#### WHAT THIS TASK INVOLVES:
What is needed here is a faithful repeat of every entry, with no character changed.

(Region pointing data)
BEGIN
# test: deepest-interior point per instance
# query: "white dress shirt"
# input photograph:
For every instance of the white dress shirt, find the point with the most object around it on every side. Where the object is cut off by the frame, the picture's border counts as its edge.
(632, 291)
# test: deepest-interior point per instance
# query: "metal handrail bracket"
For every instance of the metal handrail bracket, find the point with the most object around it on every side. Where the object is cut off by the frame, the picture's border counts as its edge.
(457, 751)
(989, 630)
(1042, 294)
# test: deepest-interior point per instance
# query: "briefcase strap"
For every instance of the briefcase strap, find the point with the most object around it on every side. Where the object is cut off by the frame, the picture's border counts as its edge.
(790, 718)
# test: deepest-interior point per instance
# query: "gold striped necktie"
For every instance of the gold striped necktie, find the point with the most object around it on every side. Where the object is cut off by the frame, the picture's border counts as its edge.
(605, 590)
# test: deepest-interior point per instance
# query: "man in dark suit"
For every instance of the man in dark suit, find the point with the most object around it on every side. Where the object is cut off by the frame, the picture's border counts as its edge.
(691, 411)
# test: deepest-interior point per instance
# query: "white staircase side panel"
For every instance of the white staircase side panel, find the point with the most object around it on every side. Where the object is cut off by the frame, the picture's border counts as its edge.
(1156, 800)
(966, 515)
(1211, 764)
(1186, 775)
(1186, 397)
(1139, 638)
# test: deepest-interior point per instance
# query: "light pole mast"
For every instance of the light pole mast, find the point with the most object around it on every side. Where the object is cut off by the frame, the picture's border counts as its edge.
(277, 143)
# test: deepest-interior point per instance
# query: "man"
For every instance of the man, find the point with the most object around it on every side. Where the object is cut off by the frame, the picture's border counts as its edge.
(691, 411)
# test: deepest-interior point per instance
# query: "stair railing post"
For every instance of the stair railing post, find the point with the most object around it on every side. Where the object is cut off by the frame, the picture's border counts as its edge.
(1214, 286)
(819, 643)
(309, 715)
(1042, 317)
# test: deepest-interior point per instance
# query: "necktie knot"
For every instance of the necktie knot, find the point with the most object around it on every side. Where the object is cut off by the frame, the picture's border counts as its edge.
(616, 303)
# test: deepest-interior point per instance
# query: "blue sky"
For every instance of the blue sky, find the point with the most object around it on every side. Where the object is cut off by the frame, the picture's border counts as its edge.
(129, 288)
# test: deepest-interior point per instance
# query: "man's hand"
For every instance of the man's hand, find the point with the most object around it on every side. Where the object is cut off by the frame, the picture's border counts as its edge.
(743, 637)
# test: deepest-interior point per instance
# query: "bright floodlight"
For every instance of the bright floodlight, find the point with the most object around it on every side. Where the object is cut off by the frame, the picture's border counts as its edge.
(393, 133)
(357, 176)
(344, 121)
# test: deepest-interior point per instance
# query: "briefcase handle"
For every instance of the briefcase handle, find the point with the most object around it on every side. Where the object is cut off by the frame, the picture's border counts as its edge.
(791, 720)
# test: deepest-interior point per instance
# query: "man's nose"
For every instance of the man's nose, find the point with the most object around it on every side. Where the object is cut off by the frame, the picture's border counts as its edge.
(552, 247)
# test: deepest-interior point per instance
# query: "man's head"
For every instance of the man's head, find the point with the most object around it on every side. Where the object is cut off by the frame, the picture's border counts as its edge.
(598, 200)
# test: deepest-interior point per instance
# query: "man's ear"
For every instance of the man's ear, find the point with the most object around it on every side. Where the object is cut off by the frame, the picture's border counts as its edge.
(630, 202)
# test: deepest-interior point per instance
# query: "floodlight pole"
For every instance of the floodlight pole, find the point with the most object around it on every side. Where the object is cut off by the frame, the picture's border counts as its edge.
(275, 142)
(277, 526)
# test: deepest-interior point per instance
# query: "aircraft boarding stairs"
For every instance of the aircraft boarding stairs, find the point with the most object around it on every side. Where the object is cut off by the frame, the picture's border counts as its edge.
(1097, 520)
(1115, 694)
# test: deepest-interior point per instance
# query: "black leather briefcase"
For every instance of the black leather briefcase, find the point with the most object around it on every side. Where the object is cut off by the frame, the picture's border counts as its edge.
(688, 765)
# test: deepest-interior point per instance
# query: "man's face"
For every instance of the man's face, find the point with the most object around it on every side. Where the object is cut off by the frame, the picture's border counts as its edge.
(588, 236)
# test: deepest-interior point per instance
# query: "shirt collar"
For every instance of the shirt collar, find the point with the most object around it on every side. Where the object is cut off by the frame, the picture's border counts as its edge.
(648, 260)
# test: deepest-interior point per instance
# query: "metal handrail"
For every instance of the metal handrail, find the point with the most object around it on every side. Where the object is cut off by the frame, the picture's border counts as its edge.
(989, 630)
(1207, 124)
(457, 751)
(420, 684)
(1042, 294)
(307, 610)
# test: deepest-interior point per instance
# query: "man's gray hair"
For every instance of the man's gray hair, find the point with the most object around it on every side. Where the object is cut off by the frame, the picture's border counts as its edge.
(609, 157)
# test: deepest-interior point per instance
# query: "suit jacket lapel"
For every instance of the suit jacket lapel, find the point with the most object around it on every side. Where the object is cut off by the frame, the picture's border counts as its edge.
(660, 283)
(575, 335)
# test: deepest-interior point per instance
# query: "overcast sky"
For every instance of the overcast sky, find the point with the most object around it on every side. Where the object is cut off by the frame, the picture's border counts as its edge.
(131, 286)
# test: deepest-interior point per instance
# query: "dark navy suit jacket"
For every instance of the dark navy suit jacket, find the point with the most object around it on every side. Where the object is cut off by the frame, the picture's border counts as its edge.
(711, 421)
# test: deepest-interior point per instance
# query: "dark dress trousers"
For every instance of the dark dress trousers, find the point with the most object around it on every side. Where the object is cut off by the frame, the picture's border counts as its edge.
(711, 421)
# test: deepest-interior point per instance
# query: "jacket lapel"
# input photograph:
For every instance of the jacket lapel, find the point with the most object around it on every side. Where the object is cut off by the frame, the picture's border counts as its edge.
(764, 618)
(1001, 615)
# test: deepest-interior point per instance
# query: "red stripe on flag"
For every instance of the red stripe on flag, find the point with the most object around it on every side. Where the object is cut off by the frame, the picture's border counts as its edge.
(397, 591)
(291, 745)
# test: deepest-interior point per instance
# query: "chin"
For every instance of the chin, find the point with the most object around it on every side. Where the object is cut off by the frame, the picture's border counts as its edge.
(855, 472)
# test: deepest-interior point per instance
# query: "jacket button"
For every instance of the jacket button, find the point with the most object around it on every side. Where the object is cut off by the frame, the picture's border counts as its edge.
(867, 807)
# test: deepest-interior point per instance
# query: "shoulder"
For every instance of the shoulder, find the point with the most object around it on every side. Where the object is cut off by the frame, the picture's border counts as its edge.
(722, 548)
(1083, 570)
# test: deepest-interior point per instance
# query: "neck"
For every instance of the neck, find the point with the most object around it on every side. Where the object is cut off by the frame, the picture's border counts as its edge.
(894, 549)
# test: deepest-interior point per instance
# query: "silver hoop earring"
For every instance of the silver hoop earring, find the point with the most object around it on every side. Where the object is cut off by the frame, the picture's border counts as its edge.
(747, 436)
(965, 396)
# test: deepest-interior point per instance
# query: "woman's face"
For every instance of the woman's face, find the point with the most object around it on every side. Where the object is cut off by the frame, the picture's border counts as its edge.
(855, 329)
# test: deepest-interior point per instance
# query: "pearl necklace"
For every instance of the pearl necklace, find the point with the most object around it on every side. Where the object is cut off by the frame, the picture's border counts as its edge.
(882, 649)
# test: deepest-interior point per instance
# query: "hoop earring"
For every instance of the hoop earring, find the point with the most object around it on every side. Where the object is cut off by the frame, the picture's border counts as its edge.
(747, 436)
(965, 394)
END
#### THE COMPLETED TASK:
# test: deepest-interior point per instance
# query: "white dress shirt"
# input photograph:
For every instance of the white dress shirt, find the point with the most object around it on every side. Where the object is cut off by the frame, the picture's border counts as its edge.
(632, 291)
# test: deepest-interior point per instance
# query: "metal handrail bracket"
For every instance of the metal handrail bracket, find the point with the most object around it on every side. Where the object is cut off by the frame, the picture's border counts as its edge.
(457, 751)
(989, 630)
(1042, 294)
# test: deepest-interior point per instance
# query: "briefcase strap"
For every instance of the briefcase strap, find the point with the most object around it on every side. Where the object is cut off by the frame, the picture's border counts as its edge.
(790, 718)
# test: deepest-interior point per instance
# query: "gold striped necktie"
For every instance of the gold striped necktie, find the point with the most object around it on every side. Where the object is cut off by the frame, the picture's border counts as its edge.
(605, 590)
# test: deepest-interior point per instance
# query: "man in dark suit"
For every instance of the man in dark suit, find the point with the most object around it on every side. Where the object is cut off by the frame, the picture's border counts as its edge.
(691, 411)
# test: deepest-interior point per instance
# query: "white staircase side panel"
For every instance of the white staircase side panel, find the point with the most object around it on every side. Where the object is cut off by the frame, the picture's border counts as its edge.
(1156, 800)
(966, 515)
(1211, 764)
(1186, 775)
(1186, 397)
(1139, 638)
# test: deepest-interior point per instance
# query: "light pole mast"
For every instance of the light pole mast, find the point with the most object around it on every side. Where the object is cut off by the frame, the picture's border counts as its edge.
(277, 143)
# test: deepest-interior point per instance
# query: "man"
For every instance of the man, find the point with the most object around it on every side. Where the object is cut off by the frame, the picture's border counts as its edge.
(691, 411)
# test: deepest-interior point per instance
# query: "stair railing post"
For every instance of the stair railing post, find the point with the most object around it on every side. Where the object is cut off by the frame, the picture's border counts as its edge.
(1214, 286)
(819, 643)
(309, 715)
(1042, 317)
# test: deepest-interior point per instance
# query: "necktie knot"
For every instance of the necktie knot, find the point with the most object around it on every side. Where the object is cut off by the frame, the picture's border counts as its edge.
(616, 303)
# test: deepest-interior point per instance
# query: "blue sky"
For every instance of the blue sky, find the point with the most object around it on every side. Where the object is cut off by the frame, the picture's border counts as its edge.
(129, 288)
# test: deepest-interior point per instance
# query: "man's hand"
For every instance of the man's hand, find the point with the most object around it on every side. Where the object is cut off by the frame, the picture's border counts as its edge.
(743, 637)
# test: deepest-interior point per instance
# query: "bright floodlight"
For every instance of the bright floodlight, find the point with the most object around it on every side. Where the object is cut off by the frame, the picture's border counts as its edge.
(393, 133)
(357, 176)
(344, 121)
# test: deepest-interior point per instance
# query: "briefcase handle"
For every instance of the briefcase handle, find the point with the most object around it on every side. Where the object is cut off by the frame, the picture's border counts as its edge.
(791, 720)
# test: deepest-interior point per instance
# query: "man's nose"
For every instance of the man's nose, find the point with the most object around it on every side. Where the object is cut off by the frame, the picture's border counts as its edge.
(552, 247)
# test: deepest-interior point per instance
# query: "man's head"
For every instance of the man's head, find the point with the most object around it on every side. Where the object is cut off by the frame, the picture's border counts as its edge.
(598, 200)
# test: deepest-interior point per instance
# query: "man's ear"
For every instance of the man's ear, find the point with the most object around it on every side. Where the object is cut off by the frame, the picture's border counts as its edge.
(630, 202)
# test: deepest-interior point per instance
# query: "floodlight pole"
For every instance of the floodlight pole, find the point with the most object around it on every side. Where the object is cut off by the frame, the picture's border counts as its edge.
(275, 142)
(277, 526)
# test: deepest-interior point per instance
# query: "aircraft boarding stairs"
For every instance of the aircraft boarding stairs, find the point with the most object around it on every side. Where the object is cut off by the frame, the picture's border counts as its edge.
(1097, 520)
(1115, 694)
# test: deepest-interior point per instance
# query: "black leather briefcase"
For every instance of the black leather briefcase, find the point with the most object around it on every side. Where the object is cut off by the frame, the picture's border counts as its edge.
(688, 765)
# test: deepest-interior point per instance
# query: "man's face"
For every instance of the man's face, find the point with the most object around it on every side. Where the object is cut off by the frame, the picture's border counts as its edge.
(588, 236)
# test: deepest-interior point per instance
# query: "shirt collar"
For every instance of the shirt collar, find the point with the most object around it on every side. Where the object is cut off by the frame, the picture's border counts as its edge.
(648, 260)
# test: deepest-interior point per instance
# query: "metal handrail"
For every instance of the metal handrail, find the point with the most object around it on every side. Where the object is cut off by the frame, the picture's border counts as its edge.
(989, 630)
(1207, 124)
(457, 751)
(420, 684)
(1042, 294)
(307, 610)
# test: deepest-interior point per instance
# query: "man's gray hair"
For every instance of the man's gray hair, find the point with the most object around it on every side. Where the object is cut off by the frame, the picture's border counts as its edge.
(609, 157)
# test: deepest-interior point per instance
# query: "suit jacket lapel"
For every instance of the suit jacket lapel, find the point with the most object around it on every side. Where the object is cut off by the frame, the picture's border counts as its edge.
(660, 283)
(575, 335)
# test: deepest-interior point per instance
# query: "overcast sky"
For every instance of the overcast sky, find the point with the most object around it on every side. Where the object is cut off by the frame, the picture's border counts as its edge.
(131, 286)
# test: deepest-interior point per instance
# query: "dark navy suit jacket"
For every instance of the dark navy suit jacket, find the point with the most object around it on every side. Where the object is cut off by the frame, the picture's border counts as its edge.
(711, 421)
# test: deepest-interior point per instance
# query: "dark dress trousers"
For every instance of the dark dress trousers, find the point with the most object around it on every side. Where the object is cut off by the frame, the picture's border counts as its edge.
(711, 421)
# test: deepest-interior point per instance
# query: "jacket lapel"
# input photograph:
For every instance of the jacket lapel, find the point with the most object around it on every side. Where the object is cut off by the frame, the picture's border counts as its edge.
(764, 618)
(1001, 615)
# test: deepest-interior point per instance
# query: "red stripe on flag"
For every instance of the red stripe on flag, find the point with the most object around it on every side. Where the object is cut off by the frame, the picture's border counts as its edge.
(397, 591)
(291, 745)
# test: deepest-interior point per instance
# query: "chin"
For every instance of the chin, find the point with the most object around it on every side. Where the object is cut off by the frame, the picture's border counts as its edge.
(855, 472)
# test: deepest-interior point per instance
# query: "jacket button"
For every instance of the jacket button, find the point with the most object around it on every side. Where the object is cut off by the frame, the picture's border counts as its edge.
(867, 807)
# test: deepest-interior point per instance
# query: "shoulder"
For every instance of the shoulder, find the point with the most object around it on every side. Where the object is cut off by the frame, the picture's border counts as its edge.
(722, 548)
(1083, 570)
# test: deepest-interior point per instance
# query: "neck"
For every instance of the neck, find the point with the most object around it on every side. Where the object is cut off by the frame, the picture's border counts as its edge.
(894, 549)
# test: deepest-interior point per instance
# query: "silver hoop earring"
For every instance of the silver hoop earring, find the point with the most object around it on every side. Where the object is cut off by the frame, the picture's border counts as its edge.
(747, 436)
(965, 396)
# test: deepest-interior point per instance
# query: "woman's face"
For every instance of the woman's face, find the point with the most object around it on every side. Where the object is cut off by the frame, the picture's border counts as its edge.
(855, 329)
# test: deepest-interior point per instance
# query: "pearl necklace"
For every instance of the pearl necklace, find the point with the most object around it on every side. Where the object is cut off by the frame, the picture's border counts as its edge.
(882, 649)
# test: deepest-interior point per instance
# query: "hoop earring"
For every instance of the hoop earring, find the point with the most object around it on every side. Where the object is cut off by the frame, the picture's border counts as its edge.
(747, 436)
(965, 394)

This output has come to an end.